All through the summer of 1983, Jody Pope worked the streets of downtown Raleigh, peddling his wares and trying to stay one step ahead of the authorities. Jody was maybe 60 years old, with pale, yellowish hair pulled back in a ponytail, and a Betty Boop tattoo on his left biceps. He traveled light, selling cigarette lighters one day, a rack of no-iron short-sleeved men’s dress shirts the next. I was working on Fayetteville Street Mall that summer, and one rainy afternoon he sold me a plastic poncho. I never bought anything else from Jody, since his inventory depended on contingencies I preferred not to think about, but we became friends anyway, and he began to solicit me to write his life story.
Jody had sure enough seen some things: A saucer hovering over downtown Memphis, a lady preacher with a birthmark the shape of a crucifix, a man who tried to drown himself in a margarita. When he was 15 years old, Jody said, he went to work on a fishing boat off the Florida coast and never went home again. I asked him why and he said it was on account of his daddy beating him all the time. He pulled up the cuff of his jeans and showed me the back of his leg, where scars crisscrossed in fine ridges, like patterns in sand.

(Stored items)
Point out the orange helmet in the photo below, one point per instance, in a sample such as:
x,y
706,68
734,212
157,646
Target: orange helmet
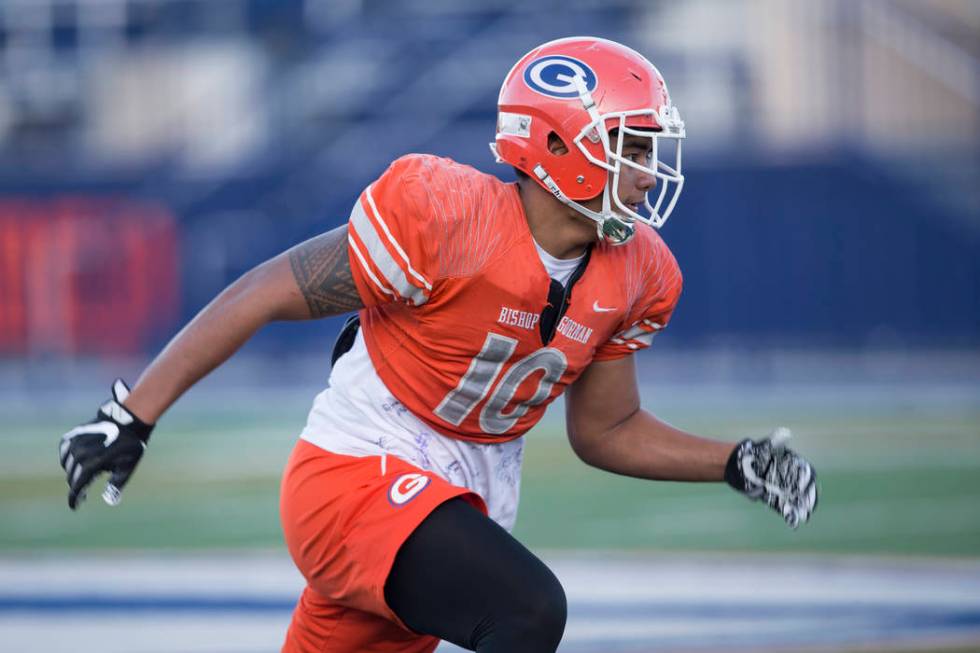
x,y
580,89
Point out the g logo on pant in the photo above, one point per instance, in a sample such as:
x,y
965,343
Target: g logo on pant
x,y
406,487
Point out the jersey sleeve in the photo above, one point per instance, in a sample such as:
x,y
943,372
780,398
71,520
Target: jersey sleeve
x,y
652,311
386,238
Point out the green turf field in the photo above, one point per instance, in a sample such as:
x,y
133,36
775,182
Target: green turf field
x,y
892,482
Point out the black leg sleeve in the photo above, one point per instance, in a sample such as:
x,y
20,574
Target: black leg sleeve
x,y
464,579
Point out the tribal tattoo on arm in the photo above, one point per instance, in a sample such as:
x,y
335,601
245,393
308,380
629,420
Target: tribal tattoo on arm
x,y
322,271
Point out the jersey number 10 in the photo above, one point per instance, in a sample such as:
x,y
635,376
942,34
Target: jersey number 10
x,y
483,372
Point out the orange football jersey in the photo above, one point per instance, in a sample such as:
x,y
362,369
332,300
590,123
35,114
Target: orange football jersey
x,y
454,289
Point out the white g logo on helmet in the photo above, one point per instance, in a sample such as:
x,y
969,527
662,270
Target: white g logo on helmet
x,y
554,76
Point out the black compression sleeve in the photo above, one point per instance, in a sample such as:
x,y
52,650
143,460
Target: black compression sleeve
x,y
464,579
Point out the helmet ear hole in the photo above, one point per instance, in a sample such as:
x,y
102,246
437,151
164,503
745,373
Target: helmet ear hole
x,y
556,145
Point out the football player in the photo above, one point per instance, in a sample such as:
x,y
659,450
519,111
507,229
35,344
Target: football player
x,y
478,302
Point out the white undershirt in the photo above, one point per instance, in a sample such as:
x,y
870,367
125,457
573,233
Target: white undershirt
x,y
358,416
559,269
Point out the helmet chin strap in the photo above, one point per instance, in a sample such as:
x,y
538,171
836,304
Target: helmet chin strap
x,y
610,227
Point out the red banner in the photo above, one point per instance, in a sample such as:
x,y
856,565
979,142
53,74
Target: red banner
x,y
84,275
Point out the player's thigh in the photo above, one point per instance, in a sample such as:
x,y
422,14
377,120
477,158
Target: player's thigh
x,y
460,574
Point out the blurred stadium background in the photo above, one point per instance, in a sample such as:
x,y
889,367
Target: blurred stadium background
x,y
153,150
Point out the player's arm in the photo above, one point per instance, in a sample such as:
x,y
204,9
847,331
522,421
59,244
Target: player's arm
x,y
311,280
608,429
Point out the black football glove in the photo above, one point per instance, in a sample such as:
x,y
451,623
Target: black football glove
x,y
769,471
113,442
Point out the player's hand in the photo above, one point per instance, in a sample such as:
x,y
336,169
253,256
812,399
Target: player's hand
x,y
767,470
112,442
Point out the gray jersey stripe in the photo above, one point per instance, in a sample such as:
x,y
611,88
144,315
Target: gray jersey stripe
x,y
381,258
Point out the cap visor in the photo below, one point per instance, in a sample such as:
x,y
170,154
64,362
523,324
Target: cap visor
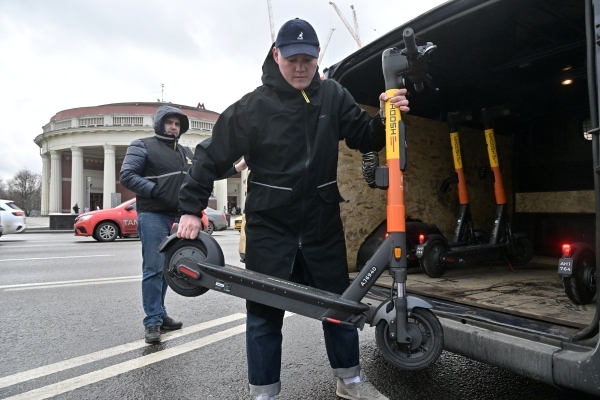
x,y
293,49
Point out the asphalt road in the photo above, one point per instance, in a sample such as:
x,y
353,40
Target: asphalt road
x,y
71,328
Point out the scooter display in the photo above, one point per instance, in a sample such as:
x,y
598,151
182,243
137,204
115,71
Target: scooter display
x,y
516,249
408,334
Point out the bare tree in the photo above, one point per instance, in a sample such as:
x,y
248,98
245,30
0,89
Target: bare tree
x,y
25,190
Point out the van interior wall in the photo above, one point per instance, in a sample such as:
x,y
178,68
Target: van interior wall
x,y
430,162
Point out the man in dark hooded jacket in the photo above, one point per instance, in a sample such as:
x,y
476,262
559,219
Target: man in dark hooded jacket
x,y
289,130
153,169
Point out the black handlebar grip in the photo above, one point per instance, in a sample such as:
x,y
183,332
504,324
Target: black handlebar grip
x,y
409,42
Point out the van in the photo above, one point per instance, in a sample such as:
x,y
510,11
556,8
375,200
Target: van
x,y
539,60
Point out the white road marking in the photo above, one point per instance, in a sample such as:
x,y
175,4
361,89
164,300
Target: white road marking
x,y
127,366
102,354
95,280
114,370
55,258
73,284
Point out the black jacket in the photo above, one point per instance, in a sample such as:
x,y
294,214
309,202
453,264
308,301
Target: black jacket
x,y
154,167
291,148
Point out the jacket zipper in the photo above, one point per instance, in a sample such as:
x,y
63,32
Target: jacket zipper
x,y
307,164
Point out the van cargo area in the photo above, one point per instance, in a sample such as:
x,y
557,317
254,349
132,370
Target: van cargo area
x,y
531,57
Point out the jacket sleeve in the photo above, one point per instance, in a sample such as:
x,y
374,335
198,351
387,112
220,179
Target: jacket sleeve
x,y
132,171
361,131
213,159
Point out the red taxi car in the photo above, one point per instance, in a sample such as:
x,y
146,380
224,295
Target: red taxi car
x,y
107,225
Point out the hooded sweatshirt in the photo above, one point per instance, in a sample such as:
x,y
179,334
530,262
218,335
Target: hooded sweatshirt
x,y
154,167
290,140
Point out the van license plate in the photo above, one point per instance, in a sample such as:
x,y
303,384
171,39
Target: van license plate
x,y
565,267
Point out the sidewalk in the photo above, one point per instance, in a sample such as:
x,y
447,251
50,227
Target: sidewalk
x,y
41,225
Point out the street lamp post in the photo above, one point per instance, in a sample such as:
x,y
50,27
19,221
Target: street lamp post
x,y
89,186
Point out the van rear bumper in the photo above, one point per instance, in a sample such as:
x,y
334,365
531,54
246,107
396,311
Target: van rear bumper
x,y
535,349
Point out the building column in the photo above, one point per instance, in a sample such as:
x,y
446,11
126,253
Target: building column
x,y
55,201
77,178
221,194
45,183
243,186
110,182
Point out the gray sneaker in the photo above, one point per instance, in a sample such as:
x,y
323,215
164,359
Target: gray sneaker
x,y
362,390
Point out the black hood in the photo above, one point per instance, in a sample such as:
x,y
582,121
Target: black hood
x,y
164,112
272,76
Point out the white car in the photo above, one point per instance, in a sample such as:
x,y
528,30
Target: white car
x,y
12,218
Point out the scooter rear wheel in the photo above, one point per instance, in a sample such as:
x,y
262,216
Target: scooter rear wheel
x,y
430,262
581,286
413,356
190,249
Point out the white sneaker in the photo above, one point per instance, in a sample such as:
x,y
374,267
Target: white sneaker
x,y
362,390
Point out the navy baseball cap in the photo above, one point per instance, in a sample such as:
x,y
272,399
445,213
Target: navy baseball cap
x,y
297,37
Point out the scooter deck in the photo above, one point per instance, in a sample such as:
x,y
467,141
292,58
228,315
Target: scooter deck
x,y
473,254
279,293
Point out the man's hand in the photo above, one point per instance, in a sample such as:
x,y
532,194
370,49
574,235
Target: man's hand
x,y
189,226
398,100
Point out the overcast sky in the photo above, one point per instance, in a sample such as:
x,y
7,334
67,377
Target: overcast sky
x,y
61,54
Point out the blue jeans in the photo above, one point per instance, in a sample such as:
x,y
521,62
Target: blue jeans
x,y
263,351
152,229
264,337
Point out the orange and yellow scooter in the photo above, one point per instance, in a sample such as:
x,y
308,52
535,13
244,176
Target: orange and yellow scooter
x,y
408,334
516,249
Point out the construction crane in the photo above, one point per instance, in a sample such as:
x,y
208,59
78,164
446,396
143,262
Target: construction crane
x,y
325,46
356,27
271,21
353,32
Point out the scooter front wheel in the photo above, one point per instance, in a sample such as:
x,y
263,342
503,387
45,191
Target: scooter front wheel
x,y
190,249
418,354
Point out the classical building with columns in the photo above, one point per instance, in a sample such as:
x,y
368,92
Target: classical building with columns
x,y
82,151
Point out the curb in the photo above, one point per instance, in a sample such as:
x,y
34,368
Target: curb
x,y
47,230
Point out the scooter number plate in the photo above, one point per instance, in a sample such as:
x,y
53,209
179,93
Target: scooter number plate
x,y
565,267
419,250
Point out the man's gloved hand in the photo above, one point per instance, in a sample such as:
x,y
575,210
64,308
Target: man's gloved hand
x,y
189,226
398,100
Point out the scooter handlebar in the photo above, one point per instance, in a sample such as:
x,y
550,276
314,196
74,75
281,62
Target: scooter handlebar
x,y
410,62
409,41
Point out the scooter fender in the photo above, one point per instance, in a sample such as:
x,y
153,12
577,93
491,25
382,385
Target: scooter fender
x,y
214,253
382,313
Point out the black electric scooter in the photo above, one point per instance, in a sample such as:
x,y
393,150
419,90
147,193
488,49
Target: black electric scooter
x,y
408,334
577,271
516,249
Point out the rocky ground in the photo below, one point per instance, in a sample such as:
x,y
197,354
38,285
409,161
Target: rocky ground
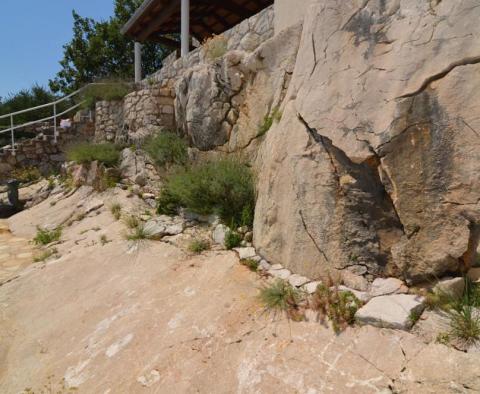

__EXERCISE REQUIREMENTS__
**A.** Reproduce a stretch of the passage about Jody Pope, with "margarita" swapped out for "daiquiri". Begin at the words "Jody had sure" and stop after "patterns in sand.".
**B.** Pull out each line of the listing that contains the word "helmet".

__ANSWERS FOR THIS EXERCISE__
**A.**
Jody had sure enough seen some things: A saucer hovering over downtown Memphis, a lady preacher with a birthmark the shape of a crucifix, a man who tried to drown himself in a daiquiri. When he was 15 years old, Jody said, he went to work on a fishing boat off the Florida coast and never went home again. I asked him why and he said it was on account of his daddy beating him all the time. He pulled up the cuff of his jeans and showed me the back of his leg, where scars crisscrossed in fine ridges, like patterns in sand.

**B.**
Point out the orange helmet in the photo below, one point per instance, in a sample such as:
Target: orange helmet
Point out the white g logo on helmet in the photo above, one point per instance, in a sample such as:
Target: white g logo on helmet
Point out the helmet ear hole in the photo above, one point per instance, in a sample such as:
Target: helmet ear hole
Point out the helmet chin strap in the photo above, one point per instance, in a sample such as:
Target: helmet chin strap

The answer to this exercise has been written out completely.